• _To be done_: Please put the listing below into a JSON list of strings, with one string per line and blank lines left out.

* Start Data entries *

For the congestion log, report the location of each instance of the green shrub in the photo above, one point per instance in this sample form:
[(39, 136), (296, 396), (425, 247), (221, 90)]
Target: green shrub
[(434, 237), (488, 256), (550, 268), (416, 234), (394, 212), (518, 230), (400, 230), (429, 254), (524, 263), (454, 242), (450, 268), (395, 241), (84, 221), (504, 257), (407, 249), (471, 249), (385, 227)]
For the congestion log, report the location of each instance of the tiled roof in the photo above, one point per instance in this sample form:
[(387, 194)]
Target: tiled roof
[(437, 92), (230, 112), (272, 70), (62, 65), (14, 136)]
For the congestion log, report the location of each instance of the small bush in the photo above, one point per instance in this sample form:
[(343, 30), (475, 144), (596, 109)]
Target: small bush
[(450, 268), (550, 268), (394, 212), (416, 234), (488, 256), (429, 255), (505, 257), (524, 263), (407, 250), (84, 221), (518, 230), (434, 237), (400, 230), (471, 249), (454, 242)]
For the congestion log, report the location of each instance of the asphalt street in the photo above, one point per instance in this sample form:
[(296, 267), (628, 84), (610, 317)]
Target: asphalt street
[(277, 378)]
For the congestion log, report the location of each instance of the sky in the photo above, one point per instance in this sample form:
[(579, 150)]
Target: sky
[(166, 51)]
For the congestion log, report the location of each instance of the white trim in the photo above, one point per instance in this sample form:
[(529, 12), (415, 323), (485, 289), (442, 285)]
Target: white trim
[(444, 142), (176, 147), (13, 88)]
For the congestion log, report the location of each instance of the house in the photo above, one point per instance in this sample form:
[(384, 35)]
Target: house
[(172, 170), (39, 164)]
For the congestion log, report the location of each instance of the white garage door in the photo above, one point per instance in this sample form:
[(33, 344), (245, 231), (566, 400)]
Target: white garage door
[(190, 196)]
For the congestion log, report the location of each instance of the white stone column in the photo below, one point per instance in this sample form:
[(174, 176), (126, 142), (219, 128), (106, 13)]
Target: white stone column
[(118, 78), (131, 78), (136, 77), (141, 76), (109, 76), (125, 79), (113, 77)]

* End Data entries *

• _The reply_:
[
  "For the congestion log, report the location of each instance of the green shrub in the photo above, one point per instance in this sample form:",
  "[(39, 136), (296, 396), (425, 247), (221, 90)]",
  "Target: green shrub",
  "[(434, 237), (488, 256), (550, 268), (416, 234), (394, 212), (518, 230), (400, 230), (429, 254), (524, 263), (454, 242), (450, 268), (395, 241), (84, 221), (504, 257), (407, 249), (471, 249), (385, 227)]",
  "For the congestion log, report the location of each instance of the tiled roof in the photo above, one point per instance in this sample form:",
  "[(387, 194)]",
  "Target: tiled roof",
  "[(437, 92), (230, 112), (272, 70), (62, 65), (14, 136)]",
  "For the congestion log, report the location of each instance of the small bush in the photo above, one point per instance in this sample form:",
  "[(343, 30), (475, 144), (596, 109)]",
  "Target: small bush",
  "[(450, 268), (550, 268), (394, 212), (416, 234), (488, 256), (429, 255), (505, 257), (524, 263), (407, 250), (84, 221), (518, 230), (434, 237), (400, 230), (471, 249), (454, 242)]",
  "For the congestion log, report the location of each instance of the asphalt street in the photo above, one point per instance in this sample form:",
  "[(296, 267), (628, 84), (610, 317)]",
  "Target: asphalt street",
  "[(277, 378)]",
  "For the congestion log, report the location of each instance of the sky in the photo above, one point per instance in this sample form:",
  "[(579, 150)]",
  "Target: sky",
  "[(166, 51)]",
  "For the congestion log, report the location of each instance of the white trim in the photo above, one point per instance in this sample form:",
  "[(529, 12), (415, 323), (485, 289), (442, 285)]",
  "Target: white trim",
  "[(444, 142), (176, 147), (13, 88)]",
  "For the congestion log, report the location of each instance of the house in the photo above, one point per instance in this sample form:",
  "[(384, 35)]",
  "Target: house",
  "[(172, 170), (39, 164)]",
  "For the congestion log, report the location of each instance of the white garage door in the photo above, one point per instance in this sample form:",
  "[(33, 344), (245, 231), (566, 400)]",
  "Target: white garage door",
  "[(190, 196)]",
  "For the congestion log, report the location of each instance of the white stone column in the photo below, one point per instance in this sample form:",
  "[(174, 176), (126, 142), (219, 128), (106, 13)]",
  "Target: white stone column",
  "[(118, 78), (131, 78), (136, 77), (141, 76), (109, 76), (125, 79), (113, 77)]"
]